Dataset entries:
□ □ □ □ □ □ □

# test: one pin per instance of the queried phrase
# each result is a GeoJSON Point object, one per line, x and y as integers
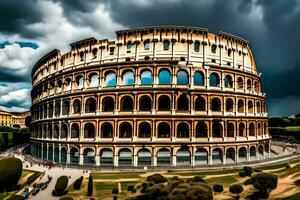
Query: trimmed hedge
{"type": "Point", "coordinates": [10, 173]}
{"type": "Point", "coordinates": [61, 185]}
{"type": "Point", "coordinates": [77, 183]}
{"type": "Point", "coordinates": [236, 188]}
{"type": "Point", "coordinates": [218, 188]}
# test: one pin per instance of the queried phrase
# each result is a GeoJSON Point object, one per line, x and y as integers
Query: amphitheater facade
{"type": "Point", "coordinates": [154, 96]}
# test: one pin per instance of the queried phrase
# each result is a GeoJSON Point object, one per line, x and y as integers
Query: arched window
{"type": "Point", "coordinates": [79, 82]}
{"type": "Point", "coordinates": [183, 103]}
{"type": "Point", "coordinates": [240, 106]}
{"type": "Point", "coordinates": [74, 131]}
{"type": "Point", "coordinates": [201, 130]}
{"type": "Point", "coordinates": [66, 107]}
{"type": "Point", "coordinates": [213, 48]}
{"type": "Point", "coordinates": [90, 105]}
{"type": "Point", "coordinates": [228, 81]}
{"type": "Point", "coordinates": [108, 104]}
{"type": "Point", "coordinates": [240, 83]}
{"type": "Point", "coordinates": [250, 106]}
{"type": "Point", "coordinates": [166, 44]}
{"type": "Point", "coordinates": [164, 103]}
{"type": "Point", "coordinates": [216, 104]}
{"type": "Point", "coordinates": [164, 77]}
{"type": "Point", "coordinates": [128, 78]}
{"type": "Point", "coordinates": [89, 130]}
{"type": "Point", "coordinates": [241, 129]}
{"type": "Point", "coordinates": [229, 105]}
{"type": "Point", "coordinates": [145, 103]}
{"type": "Point", "coordinates": [94, 80]}
{"type": "Point", "coordinates": [182, 130]}
{"type": "Point", "coordinates": [76, 106]}
{"type": "Point", "coordinates": [125, 130]}
{"type": "Point", "coordinates": [217, 129]}
{"type": "Point", "coordinates": [146, 44]}
{"type": "Point", "coordinates": [106, 130]}
{"type": "Point", "coordinates": [126, 104]}
{"type": "Point", "coordinates": [230, 130]}
{"type": "Point", "coordinates": [200, 104]}
{"type": "Point", "coordinates": [182, 78]}
{"type": "Point", "coordinates": [198, 78]}
{"type": "Point", "coordinates": [163, 130]}
{"type": "Point", "coordinates": [146, 77]}
{"type": "Point", "coordinates": [214, 80]}
{"type": "Point", "coordinates": [196, 46]}
{"type": "Point", "coordinates": [144, 130]}
{"type": "Point", "coordinates": [110, 79]}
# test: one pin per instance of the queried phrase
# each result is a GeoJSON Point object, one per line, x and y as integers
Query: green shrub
{"type": "Point", "coordinates": [10, 173]}
{"type": "Point", "coordinates": [77, 183]}
{"type": "Point", "coordinates": [218, 188]}
{"type": "Point", "coordinates": [156, 178]}
{"type": "Point", "coordinates": [61, 185]}
{"type": "Point", "coordinates": [248, 181]}
{"type": "Point", "coordinates": [236, 188]}
{"type": "Point", "coordinates": [90, 186]}
{"type": "Point", "coordinates": [264, 182]}
{"type": "Point", "coordinates": [248, 170]}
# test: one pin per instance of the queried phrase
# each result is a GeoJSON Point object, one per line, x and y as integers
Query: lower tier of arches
{"type": "Point", "coordinates": [152, 155]}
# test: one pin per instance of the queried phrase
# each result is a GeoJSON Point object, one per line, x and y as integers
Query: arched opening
{"type": "Point", "coordinates": [108, 104]}
{"type": "Point", "coordinates": [76, 106]}
{"type": "Point", "coordinates": [216, 104]}
{"type": "Point", "coordinates": [201, 130]}
{"type": "Point", "coordinates": [89, 130]}
{"type": "Point", "coordinates": [182, 78]}
{"type": "Point", "coordinates": [241, 106]}
{"type": "Point", "coordinates": [252, 153]}
{"type": "Point", "coordinates": [125, 130]}
{"type": "Point", "coordinates": [107, 130]}
{"type": "Point", "coordinates": [144, 157]}
{"type": "Point", "coordinates": [88, 156]}
{"type": "Point", "coordinates": [164, 77]}
{"type": "Point", "coordinates": [146, 77]}
{"type": "Point", "coordinates": [214, 80]}
{"type": "Point", "coordinates": [230, 155]}
{"type": "Point", "coordinates": [228, 81]}
{"type": "Point", "coordinates": [74, 131]}
{"type": "Point", "coordinates": [242, 154]}
{"type": "Point", "coordinates": [217, 129]}
{"type": "Point", "coordinates": [125, 157]}
{"type": "Point", "coordinates": [126, 104]}
{"type": "Point", "coordinates": [242, 130]}
{"type": "Point", "coordinates": [183, 157]}
{"type": "Point", "coordinates": [163, 157]}
{"type": "Point", "coordinates": [217, 156]}
{"type": "Point", "coordinates": [229, 105]}
{"type": "Point", "coordinates": [163, 130]}
{"type": "Point", "coordinates": [164, 103]}
{"type": "Point", "coordinates": [201, 156]}
{"type": "Point", "coordinates": [183, 130]}
{"type": "Point", "coordinates": [74, 156]}
{"type": "Point", "coordinates": [144, 130]}
{"type": "Point", "coordinates": [128, 78]}
{"type": "Point", "coordinates": [90, 105]}
{"type": "Point", "coordinates": [198, 78]}
{"type": "Point", "coordinates": [183, 103]}
{"type": "Point", "coordinates": [145, 103]}
{"type": "Point", "coordinates": [200, 104]}
{"type": "Point", "coordinates": [230, 130]}
{"type": "Point", "coordinates": [106, 157]}
{"type": "Point", "coordinates": [110, 79]}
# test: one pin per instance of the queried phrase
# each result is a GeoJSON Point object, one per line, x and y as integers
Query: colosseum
{"type": "Point", "coordinates": [170, 96]}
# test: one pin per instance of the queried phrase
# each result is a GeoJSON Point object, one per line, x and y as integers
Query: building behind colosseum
{"type": "Point", "coordinates": [154, 96]}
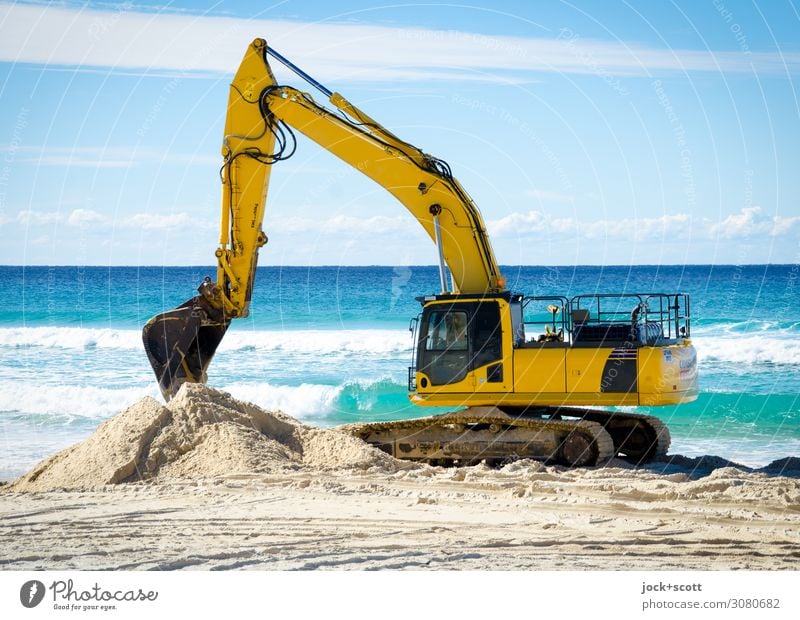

□ □ □ □ □ □ □

Could you return all the entries exactly as they appear, minus the pictures?

# test: one pin per instance of the queried phrase
# each result is a GeoJSON Point object, one per line, x and y as integers
Query: trimmed hedge
{"type": "Point", "coordinates": [10, 173]}
{"type": "Point", "coordinates": [61, 185]}
{"type": "Point", "coordinates": [77, 183]}
{"type": "Point", "coordinates": [236, 188]}
{"type": "Point", "coordinates": [218, 188]}
# test: one pin per instance of the queried phrase
# each result is a GeoJSON Point object, one per line, x and y as integers
Query: amphitheater facade
{"type": "Point", "coordinates": [154, 96]}
# test: one pin per instance of the queried phrase
# each result is a GeoJSON Point object, one per line, x and y as integers
Query: arched window
{"type": "Point", "coordinates": [79, 82]}
{"type": "Point", "coordinates": [183, 103]}
{"type": "Point", "coordinates": [240, 106]}
{"type": "Point", "coordinates": [74, 131]}
{"type": "Point", "coordinates": [201, 130]}
{"type": "Point", "coordinates": [66, 107]}
{"type": "Point", "coordinates": [213, 48]}
{"type": "Point", "coordinates": [90, 105]}
{"type": "Point", "coordinates": [228, 81]}
{"type": "Point", "coordinates": [108, 104]}
{"type": "Point", "coordinates": [240, 83]}
{"type": "Point", "coordinates": [250, 106]}
{"type": "Point", "coordinates": [166, 44]}
{"type": "Point", "coordinates": [164, 103]}
{"type": "Point", "coordinates": [216, 104]}
{"type": "Point", "coordinates": [164, 77]}
{"type": "Point", "coordinates": [128, 78]}
{"type": "Point", "coordinates": [89, 130]}
{"type": "Point", "coordinates": [241, 129]}
{"type": "Point", "coordinates": [229, 105]}
{"type": "Point", "coordinates": [145, 103]}
{"type": "Point", "coordinates": [94, 80]}
{"type": "Point", "coordinates": [182, 130]}
{"type": "Point", "coordinates": [76, 106]}
{"type": "Point", "coordinates": [125, 130]}
{"type": "Point", "coordinates": [217, 129]}
{"type": "Point", "coordinates": [146, 44]}
{"type": "Point", "coordinates": [106, 130]}
{"type": "Point", "coordinates": [126, 104]}
{"type": "Point", "coordinates": [230, 130]}
{"type": "Point", "coordinates": [200, 104]}
{"type": "Point", "coordinates": [182, 78]}
{"type": "Point", "coordinates": [198, 78]}
{"type": "Point", "coordinates": [163, 130]}
{"type": "Point", "coordinates": [146, 77]}
{"type": "Point", "coordinates": [214, 80]}
{"type": "Point", "coordinates": [196, 46]}
{"type": "Point", "coordinates": [144, 130]}
{"type": "Point", "coordinates": [110, 79]}
# test: one pin per instance of the queried phrase
# each result is a GeoJSON Point object, one per line, x and y as integers
Query: green shrub
{"type": "Point", "coordinates": [10, 173]}
{"type": "Point", "coordinates": [77, 183]}
{"type": "Point", "coordinates": [218, 188]}
{"type": "Point", "coordinates": [156, 178]}
{"type": "Point", "coordinates": [61, 185]}
{"type": "Point", "coordinates": [248, 181]}
{"type": "Point", "coordinates": [236, 188]}
{"type": "Point", "coordinates": [90, 186]}
{"type": "Point", "coordinates": [264, 182]}
{"type": "Point", "coordinates": [248, 170]}
# test: one pin per instance of the queried phrase
# each result is a GeoJSON Point object, one per line, x and y as integers
Query: lower tier of arches
{"type": "Point", "coordinates": [152, 155]}
# test: one pin per instance of the queried phrase
# each result is a GeoJSON Point object, one per line, x and y as integers
Query: arched opening
{"type": "Point", "coordinates": [108, 104]}
{"type": "Point", "coordinates": [76, 106]}
{"type": "Point", "coordinates": [216, 104]}
{"type": "Point", "coordinates": [201, 130]}
{"type": "Point", "coordinates": [89, 130]}
{"type": "Point", "coordinates": [182, 78]}
{"type": "Point", "coordinates": [241, 106]}
{"type": "Point", "coordinates": [252, 153]}
{"type": "Point", "coordinates": [125, 130]}
{"type": "Point", "coordinates": [107, 130]}
{"type": "Point", "coordinates": [144, 157]}
{"type": "Point", "coordinates": [88, 156]}
{"type": "Point", "coordinates": [164, 77]}
{"type": "Point", "coordinates": [146, 77]}
{"type": "Point", "coordinates": [214, 80]}
{"type": "Point", "coordinates": [230, 155]}
{"type": "Point", "coordinates": [228, 81]}
{"type": "Point", "coordinates": [74, 131]}
{"type": "Point", "coordinates": [242, 154]}
{"type": "Point", "coordinates": [217, 129]}
{"type": "Point", "coordinates": [125, 157]}
{"type": "Point", "coordinates": [126, 104]}
{"type": "Point", "coordinates": [242, 130]}
{"type": "Point", "coordinates": [183, 157]}
{"type": "Point", "coordinates": [163, 157]}
{"type": "Point", "coordinates": [217, 156]}
{"type": "Point", "coordinates": [229, 105]}
{"type": "Point", "coordinates": [163, 130]}
{"type": "Point", "coordinates": [164, 103]}
{"type": "Point", "coordinates": [201, 156]}
{"type": "Point", "coordinates": [183, 130]}
{"type": "Point", "coordinates": [74, 156]}
{"type": "Point", "coordinates": [144, 130]}
{"type": "Point", "coordinates": [128, 78]}
{"type": "Point", "coordinates": [90, 105]}
{"type": "Point", "coordinates": [198, 78]}
{"type": "Point", "coordinates": [183, 103]}
{"type": "Point", "coordinates": [145, 103]}
{"type": "Point", "coordinates": [200, 104]}
{"type": "Point", "coordinates": [230, 130]}
{"type": "Point", "coordinates": [106, 157]}
{"type": "Point", "coordinates": [110, 79]}
# test: one pin per instance of the queried phrase
# each result is a GeoJSON Point object, one per line, x and y as integers
Query: colosseum
{"type": "Point", "coordinates": [170, 96]}
# test: one pin per instance of the queried phrase
# each result is a GeoJSON Point object, one per line, x and y as integers
Query: building behind colosseum
{"type": "Point", "coordinates": [154, 96]}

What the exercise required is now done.